### Try it
Copy out each line below that has the word "diver" in it.

### Extracted information
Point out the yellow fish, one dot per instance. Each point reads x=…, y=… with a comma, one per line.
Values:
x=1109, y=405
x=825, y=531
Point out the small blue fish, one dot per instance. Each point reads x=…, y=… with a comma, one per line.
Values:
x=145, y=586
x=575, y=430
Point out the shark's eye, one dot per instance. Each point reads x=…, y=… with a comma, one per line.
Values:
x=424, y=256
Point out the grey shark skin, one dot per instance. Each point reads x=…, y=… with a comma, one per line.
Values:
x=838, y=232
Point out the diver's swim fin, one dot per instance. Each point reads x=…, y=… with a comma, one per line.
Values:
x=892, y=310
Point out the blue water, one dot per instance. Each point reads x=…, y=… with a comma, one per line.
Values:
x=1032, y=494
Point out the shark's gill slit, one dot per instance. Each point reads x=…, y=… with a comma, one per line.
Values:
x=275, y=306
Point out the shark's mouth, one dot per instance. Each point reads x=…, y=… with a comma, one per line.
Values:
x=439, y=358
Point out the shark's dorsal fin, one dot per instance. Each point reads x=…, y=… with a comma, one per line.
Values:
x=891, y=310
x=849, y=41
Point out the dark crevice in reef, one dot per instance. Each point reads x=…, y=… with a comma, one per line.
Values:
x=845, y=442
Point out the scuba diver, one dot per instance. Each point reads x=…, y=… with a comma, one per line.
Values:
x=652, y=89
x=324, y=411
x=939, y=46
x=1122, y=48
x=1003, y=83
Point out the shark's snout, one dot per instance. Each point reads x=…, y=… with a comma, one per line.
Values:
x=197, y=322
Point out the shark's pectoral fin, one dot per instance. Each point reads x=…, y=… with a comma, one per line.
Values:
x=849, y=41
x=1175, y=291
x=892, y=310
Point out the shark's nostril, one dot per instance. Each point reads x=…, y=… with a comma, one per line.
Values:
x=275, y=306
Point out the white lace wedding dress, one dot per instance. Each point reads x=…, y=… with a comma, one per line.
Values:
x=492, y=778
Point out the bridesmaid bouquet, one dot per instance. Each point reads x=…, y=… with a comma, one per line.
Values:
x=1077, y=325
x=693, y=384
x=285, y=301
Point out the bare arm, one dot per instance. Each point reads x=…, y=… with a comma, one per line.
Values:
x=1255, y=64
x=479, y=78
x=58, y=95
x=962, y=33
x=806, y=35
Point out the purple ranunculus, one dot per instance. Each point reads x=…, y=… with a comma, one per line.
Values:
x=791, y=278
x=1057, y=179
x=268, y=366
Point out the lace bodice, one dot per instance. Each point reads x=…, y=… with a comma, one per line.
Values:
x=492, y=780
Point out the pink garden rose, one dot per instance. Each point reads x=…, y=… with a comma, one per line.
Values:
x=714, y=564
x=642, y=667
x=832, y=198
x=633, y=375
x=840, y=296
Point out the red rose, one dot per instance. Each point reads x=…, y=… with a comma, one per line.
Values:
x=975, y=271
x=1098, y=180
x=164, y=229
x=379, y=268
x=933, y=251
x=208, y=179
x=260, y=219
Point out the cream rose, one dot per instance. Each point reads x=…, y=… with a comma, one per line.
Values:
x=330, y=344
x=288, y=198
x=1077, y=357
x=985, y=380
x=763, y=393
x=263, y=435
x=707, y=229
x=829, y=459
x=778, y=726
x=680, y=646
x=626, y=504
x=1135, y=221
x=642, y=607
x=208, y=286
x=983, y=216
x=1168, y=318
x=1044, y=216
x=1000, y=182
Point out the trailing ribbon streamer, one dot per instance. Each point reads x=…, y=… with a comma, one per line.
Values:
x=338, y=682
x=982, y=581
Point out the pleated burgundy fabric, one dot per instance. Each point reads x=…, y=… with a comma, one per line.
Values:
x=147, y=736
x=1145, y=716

### Result for this exercise
Point out the diver's swim fin, one dot per instance. Each point reads x=…, y=… with a comma, one per line.
Point out the scuba diver, one dot per instance. Each point reads x=…, y=… with a comma, one per line.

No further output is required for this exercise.